### RECORDS SUPPLIED

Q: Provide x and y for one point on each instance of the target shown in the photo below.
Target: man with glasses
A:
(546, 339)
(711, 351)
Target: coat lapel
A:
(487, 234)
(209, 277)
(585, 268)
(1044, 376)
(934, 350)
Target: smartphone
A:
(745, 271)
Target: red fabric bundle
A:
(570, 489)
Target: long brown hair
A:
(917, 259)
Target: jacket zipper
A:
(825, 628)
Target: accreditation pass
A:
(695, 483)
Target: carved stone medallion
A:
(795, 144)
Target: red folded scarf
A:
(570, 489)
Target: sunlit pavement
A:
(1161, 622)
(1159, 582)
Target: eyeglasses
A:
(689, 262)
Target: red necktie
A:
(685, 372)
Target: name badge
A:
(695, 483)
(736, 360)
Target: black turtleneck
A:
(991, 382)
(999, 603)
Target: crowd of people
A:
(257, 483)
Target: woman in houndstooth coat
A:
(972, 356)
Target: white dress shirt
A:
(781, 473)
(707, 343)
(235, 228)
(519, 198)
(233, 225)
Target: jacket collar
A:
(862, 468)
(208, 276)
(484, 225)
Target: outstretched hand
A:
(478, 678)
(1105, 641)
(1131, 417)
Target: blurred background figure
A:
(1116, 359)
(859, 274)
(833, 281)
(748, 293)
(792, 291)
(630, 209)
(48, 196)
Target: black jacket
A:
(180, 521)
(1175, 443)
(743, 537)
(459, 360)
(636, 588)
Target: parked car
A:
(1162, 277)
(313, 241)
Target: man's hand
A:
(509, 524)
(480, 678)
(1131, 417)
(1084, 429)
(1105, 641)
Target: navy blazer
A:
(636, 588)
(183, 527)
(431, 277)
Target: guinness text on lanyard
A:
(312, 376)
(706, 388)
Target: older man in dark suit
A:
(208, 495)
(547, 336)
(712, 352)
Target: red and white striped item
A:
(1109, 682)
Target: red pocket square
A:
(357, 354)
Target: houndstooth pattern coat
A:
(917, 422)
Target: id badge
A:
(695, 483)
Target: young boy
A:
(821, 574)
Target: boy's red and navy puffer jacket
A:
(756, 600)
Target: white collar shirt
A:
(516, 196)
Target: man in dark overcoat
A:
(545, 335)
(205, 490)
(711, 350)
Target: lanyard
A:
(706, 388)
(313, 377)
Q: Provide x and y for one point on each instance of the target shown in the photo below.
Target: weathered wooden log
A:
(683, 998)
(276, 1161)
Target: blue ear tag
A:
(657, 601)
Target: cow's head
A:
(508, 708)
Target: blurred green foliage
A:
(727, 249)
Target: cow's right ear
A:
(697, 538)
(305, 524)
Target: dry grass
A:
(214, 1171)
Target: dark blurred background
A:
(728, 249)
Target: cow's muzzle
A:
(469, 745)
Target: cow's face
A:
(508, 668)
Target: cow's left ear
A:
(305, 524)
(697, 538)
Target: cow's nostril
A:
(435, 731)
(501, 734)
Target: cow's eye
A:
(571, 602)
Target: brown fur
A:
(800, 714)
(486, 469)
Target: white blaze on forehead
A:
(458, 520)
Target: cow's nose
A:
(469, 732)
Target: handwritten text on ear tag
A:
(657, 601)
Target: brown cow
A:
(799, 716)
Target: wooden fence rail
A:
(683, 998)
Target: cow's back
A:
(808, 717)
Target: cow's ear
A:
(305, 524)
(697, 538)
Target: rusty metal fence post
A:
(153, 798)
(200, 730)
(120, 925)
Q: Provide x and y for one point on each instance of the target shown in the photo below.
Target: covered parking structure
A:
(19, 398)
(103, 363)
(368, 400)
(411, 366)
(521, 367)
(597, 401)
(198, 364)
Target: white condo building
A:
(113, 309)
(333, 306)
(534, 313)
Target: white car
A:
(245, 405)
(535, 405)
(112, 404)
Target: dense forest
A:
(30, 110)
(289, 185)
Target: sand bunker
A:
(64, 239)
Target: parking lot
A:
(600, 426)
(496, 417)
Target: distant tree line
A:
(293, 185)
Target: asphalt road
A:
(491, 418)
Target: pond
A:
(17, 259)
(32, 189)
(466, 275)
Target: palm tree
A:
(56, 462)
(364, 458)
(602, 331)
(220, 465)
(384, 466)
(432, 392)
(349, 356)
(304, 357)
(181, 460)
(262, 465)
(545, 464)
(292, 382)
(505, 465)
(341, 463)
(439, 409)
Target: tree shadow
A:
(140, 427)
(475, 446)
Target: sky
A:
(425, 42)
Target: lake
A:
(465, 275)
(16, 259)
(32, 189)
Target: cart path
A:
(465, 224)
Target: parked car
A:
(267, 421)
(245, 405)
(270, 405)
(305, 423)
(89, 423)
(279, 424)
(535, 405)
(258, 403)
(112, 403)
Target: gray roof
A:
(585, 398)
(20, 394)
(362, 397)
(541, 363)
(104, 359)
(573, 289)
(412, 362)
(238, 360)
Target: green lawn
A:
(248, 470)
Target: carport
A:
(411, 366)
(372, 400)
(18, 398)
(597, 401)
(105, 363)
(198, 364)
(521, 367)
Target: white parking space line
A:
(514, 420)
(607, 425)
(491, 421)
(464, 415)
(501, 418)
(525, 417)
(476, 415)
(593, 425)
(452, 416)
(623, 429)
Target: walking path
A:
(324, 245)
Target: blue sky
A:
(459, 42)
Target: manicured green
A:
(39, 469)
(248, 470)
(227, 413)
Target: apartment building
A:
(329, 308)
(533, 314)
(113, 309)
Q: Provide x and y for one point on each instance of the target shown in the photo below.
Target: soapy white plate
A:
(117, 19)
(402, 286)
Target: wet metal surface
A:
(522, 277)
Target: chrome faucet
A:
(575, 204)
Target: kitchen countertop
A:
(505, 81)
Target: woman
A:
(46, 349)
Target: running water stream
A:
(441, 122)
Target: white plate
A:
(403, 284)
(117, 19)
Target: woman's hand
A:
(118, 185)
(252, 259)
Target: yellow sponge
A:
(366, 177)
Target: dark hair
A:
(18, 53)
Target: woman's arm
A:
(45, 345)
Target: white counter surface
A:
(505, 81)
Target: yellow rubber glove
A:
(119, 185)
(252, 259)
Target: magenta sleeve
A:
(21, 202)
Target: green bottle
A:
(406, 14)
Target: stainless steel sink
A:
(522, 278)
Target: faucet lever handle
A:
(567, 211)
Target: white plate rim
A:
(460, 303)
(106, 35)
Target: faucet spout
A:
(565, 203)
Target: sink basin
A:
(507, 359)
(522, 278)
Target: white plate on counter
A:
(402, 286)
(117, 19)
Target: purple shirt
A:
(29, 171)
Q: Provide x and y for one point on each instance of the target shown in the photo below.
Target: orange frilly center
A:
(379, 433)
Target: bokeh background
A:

### TO BE DONE
Arrange the lines of the rows, from the line with "Target: chrome faucet" through the last line, as a Markdown table with the columns Number and Line, one line per table row, leaving out blank lines.

### RESULT
| Number | Line |
|---|---|
| 1 | Target: chrome faucet |
| 2 | A: |
| 3 | (575, 204) |
| 4 | Target: kitchen countertop |
| 5 | A: |
| 6 | (505, 81) |
| 7 | Target: woman |
| 8 | A: |
| 9 | (46, 349) |
| 10 | Target: running water stream |
| 11 | A: |
| 12 | (441, 122) |
| 13 | Target: white plate |
| 14 | A: |
| 15 | (403, 284) |
| 16 | (117, 19) |
| 17 | Target: woman's hand |
| 18 | A: |
| 19 | (118, 185) |
| 20 | (252, 259) |
| 21 | Target: yellow sponge |
| 22 | A: |
| 23 | (366, 177) |
| 24 | Target: dark hair |
| 25 | A: |
| 26 | (18, 53) |
| 27 | Target: woman's arm |
| 28 | A: |
| 29 | (45, 345) |
| 30 | Target: white counter surface |
| 31 | A: |
| 32 | (505, 81) |
| 33 | Target: yellow rubber glove |
| 34 | A: |
| 35 | (119, 185) |
| 36 | (252, 259) |
| 37 | Target: magenta sleeve |
| 38 | A: |
| 39 | (21, 202) |
| 40 | Target: green bottle |
| 41 | A: |
| 42 | (406, 14) |
| 43 | Target: stainless steel sink |
| 44 | A: |
| 45 | (522, 278) |
| 46 | Target: faucet lever handle |
| 47 | A: |
| 48 | (567, 211) |
| 49 | Target: white plate rim |
| 50 | A: |
| 51 | (460, 303) |
| 52 | (106, 35) |
| 53 | Target: faucet spout |
| 54 | A: |
| 55 | (565, 203) |
| 56 | Target: sink basin |
| 57 | A: |
| 58 | (507, 359) |
| 59 | (522, 278) |
| 60 | Target: white plate on counter |
| 61 | A: |
| 62 | (402, 286) |
| 63 | (117, 19) |
| 64 | Target: purple shirt |
| 65 | A: |
| 66 | (29, 171) |
| 67 | Q: Provide x and y for one point on each instance of the target shown in the photo below. |
| 68 | Target: orange frilly center |
| 69 | A: |
| 70 | (379, 433) |
| 71 | Target: bokeh background |
| 72 | A: |